───── EXERCISE MATERIAL ─────

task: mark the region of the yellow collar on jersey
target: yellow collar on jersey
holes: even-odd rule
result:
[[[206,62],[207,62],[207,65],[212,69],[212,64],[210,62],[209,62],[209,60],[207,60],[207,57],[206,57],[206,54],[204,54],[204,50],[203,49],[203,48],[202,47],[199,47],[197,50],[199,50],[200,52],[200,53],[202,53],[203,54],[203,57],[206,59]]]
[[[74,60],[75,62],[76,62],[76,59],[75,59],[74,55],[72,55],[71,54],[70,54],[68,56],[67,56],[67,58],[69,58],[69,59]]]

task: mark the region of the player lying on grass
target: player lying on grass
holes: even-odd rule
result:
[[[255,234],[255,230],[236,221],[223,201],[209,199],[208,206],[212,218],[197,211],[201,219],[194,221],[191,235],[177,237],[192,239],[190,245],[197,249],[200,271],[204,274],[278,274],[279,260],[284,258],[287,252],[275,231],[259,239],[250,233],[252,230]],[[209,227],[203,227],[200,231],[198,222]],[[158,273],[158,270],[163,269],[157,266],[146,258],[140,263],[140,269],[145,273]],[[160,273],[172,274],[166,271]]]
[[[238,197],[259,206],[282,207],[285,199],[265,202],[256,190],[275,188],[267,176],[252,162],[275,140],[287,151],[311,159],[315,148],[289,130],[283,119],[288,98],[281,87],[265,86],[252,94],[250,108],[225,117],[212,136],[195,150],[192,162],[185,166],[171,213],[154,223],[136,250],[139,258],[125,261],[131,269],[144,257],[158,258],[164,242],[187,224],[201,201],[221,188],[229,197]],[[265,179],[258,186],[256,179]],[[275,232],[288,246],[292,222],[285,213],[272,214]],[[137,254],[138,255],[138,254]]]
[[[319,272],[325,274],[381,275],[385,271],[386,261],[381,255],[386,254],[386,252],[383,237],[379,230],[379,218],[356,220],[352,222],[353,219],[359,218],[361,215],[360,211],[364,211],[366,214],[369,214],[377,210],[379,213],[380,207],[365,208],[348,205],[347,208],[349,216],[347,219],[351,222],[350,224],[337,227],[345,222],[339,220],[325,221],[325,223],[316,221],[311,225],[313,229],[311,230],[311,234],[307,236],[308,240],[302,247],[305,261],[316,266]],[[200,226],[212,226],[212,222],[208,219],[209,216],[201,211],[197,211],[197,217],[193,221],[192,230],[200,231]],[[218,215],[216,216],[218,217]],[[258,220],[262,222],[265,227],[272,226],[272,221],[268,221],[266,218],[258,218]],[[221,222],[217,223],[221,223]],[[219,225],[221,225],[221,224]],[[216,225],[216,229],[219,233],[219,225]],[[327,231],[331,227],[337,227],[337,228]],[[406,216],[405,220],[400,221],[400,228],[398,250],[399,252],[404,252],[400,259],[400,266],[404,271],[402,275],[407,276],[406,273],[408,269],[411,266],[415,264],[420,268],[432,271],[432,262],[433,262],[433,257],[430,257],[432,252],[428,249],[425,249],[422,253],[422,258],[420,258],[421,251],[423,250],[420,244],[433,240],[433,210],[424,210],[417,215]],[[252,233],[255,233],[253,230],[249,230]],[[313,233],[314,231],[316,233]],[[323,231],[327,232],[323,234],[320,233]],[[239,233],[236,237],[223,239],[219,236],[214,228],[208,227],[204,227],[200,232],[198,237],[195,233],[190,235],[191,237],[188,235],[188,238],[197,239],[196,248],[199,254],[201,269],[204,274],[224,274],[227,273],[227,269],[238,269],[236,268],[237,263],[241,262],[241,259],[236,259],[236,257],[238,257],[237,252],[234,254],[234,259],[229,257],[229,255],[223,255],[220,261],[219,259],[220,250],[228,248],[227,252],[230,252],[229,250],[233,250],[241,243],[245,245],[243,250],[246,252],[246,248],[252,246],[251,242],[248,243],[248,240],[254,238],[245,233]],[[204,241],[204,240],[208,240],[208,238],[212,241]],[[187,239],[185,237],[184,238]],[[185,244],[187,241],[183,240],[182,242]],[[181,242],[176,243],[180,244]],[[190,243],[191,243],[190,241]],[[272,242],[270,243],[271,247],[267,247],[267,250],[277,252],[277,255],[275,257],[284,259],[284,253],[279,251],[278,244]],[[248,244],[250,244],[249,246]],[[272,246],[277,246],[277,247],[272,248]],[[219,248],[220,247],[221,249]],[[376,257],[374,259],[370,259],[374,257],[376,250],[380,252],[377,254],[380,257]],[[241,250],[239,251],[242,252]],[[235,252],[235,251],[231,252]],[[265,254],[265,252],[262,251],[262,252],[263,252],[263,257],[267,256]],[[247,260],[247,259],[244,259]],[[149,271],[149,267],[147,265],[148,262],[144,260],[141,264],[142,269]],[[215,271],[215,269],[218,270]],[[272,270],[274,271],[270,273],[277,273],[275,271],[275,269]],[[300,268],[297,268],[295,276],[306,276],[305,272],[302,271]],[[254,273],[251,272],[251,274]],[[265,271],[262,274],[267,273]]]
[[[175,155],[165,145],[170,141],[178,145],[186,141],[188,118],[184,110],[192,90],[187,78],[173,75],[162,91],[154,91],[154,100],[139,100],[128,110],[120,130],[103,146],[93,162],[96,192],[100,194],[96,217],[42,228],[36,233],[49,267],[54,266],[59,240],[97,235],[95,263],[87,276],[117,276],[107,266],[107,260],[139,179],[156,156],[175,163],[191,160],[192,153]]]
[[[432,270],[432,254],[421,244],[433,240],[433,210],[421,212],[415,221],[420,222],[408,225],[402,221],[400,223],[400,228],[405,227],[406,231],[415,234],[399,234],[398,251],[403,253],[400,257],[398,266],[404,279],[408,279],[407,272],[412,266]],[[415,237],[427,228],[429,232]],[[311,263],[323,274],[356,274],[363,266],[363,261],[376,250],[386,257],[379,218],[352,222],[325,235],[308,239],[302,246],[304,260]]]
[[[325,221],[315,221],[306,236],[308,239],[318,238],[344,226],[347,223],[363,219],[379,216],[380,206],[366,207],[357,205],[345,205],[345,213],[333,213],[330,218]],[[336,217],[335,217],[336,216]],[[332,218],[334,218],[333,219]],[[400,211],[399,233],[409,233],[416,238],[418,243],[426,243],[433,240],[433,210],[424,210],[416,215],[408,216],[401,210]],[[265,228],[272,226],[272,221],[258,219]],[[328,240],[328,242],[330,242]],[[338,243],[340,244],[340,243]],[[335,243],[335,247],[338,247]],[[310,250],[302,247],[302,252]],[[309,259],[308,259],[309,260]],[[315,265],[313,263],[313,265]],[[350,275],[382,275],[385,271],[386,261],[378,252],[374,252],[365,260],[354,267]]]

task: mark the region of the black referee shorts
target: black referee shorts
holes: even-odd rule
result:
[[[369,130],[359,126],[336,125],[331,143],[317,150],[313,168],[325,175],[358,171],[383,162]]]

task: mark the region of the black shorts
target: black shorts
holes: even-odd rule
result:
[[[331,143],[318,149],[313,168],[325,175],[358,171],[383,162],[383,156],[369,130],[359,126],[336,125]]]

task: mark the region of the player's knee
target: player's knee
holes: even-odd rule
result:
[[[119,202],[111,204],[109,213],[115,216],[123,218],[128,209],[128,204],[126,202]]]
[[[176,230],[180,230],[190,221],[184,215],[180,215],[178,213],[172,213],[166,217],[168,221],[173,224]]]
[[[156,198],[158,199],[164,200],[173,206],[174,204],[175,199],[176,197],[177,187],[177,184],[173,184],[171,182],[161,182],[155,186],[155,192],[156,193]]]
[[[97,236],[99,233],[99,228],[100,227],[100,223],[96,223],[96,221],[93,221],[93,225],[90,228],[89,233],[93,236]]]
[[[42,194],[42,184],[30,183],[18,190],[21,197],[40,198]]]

─────

* **EXERCISE BRIEF**: In the records above, locate the line that contains "task: mark the region of the black referee". Repeat it and every line after it, exactly, and nothing else.

* **EXERCISE SOLUTION**:
task: mark the region of the black referee shorts
target: black referee shorts
holes: even-odd rule
result:
[[[369,130],[359,126],[336,125],[331,143],[317,150],[313,168],[325,175],[358,171],[383,162]]]

task: mark the region of the black shorts
target: black shorts
holes: even-odd rule
result:
[[[331,143],[318,149],[313,168],[325,175],[358,171],[383,162],[383,156],[369,130],[359,126],[336,125]]]

task: mark the region of the player's knee
target: player's knee
holes: even-odd rule
result:
[[[119,202],[111,204],[109,213],[115,216],[123,218],[128,209],[128,204],[126,202]]]
[[[176,230],[180,230],[190,221],[184,215],[180,215],[178,213],[172,213],[166,217],[168,221],[173,224]]]
[[[156,198],[158,199],[164,200],[173,206],[174,204],[175,199],[176,197],[177,187],[177,184],[173,184],[171,182],[161,182],[155,186],[155,192],[156,193]]]
[[[97,236],[99,233],[99,228],[100,227],[100,223],[96,223],[96,221],[93,221],[93,225],[90,228],[89,233],[93,236]]]
[[[42,194],[42,184],[30,183],[18,190],[21,197],[40,198]]]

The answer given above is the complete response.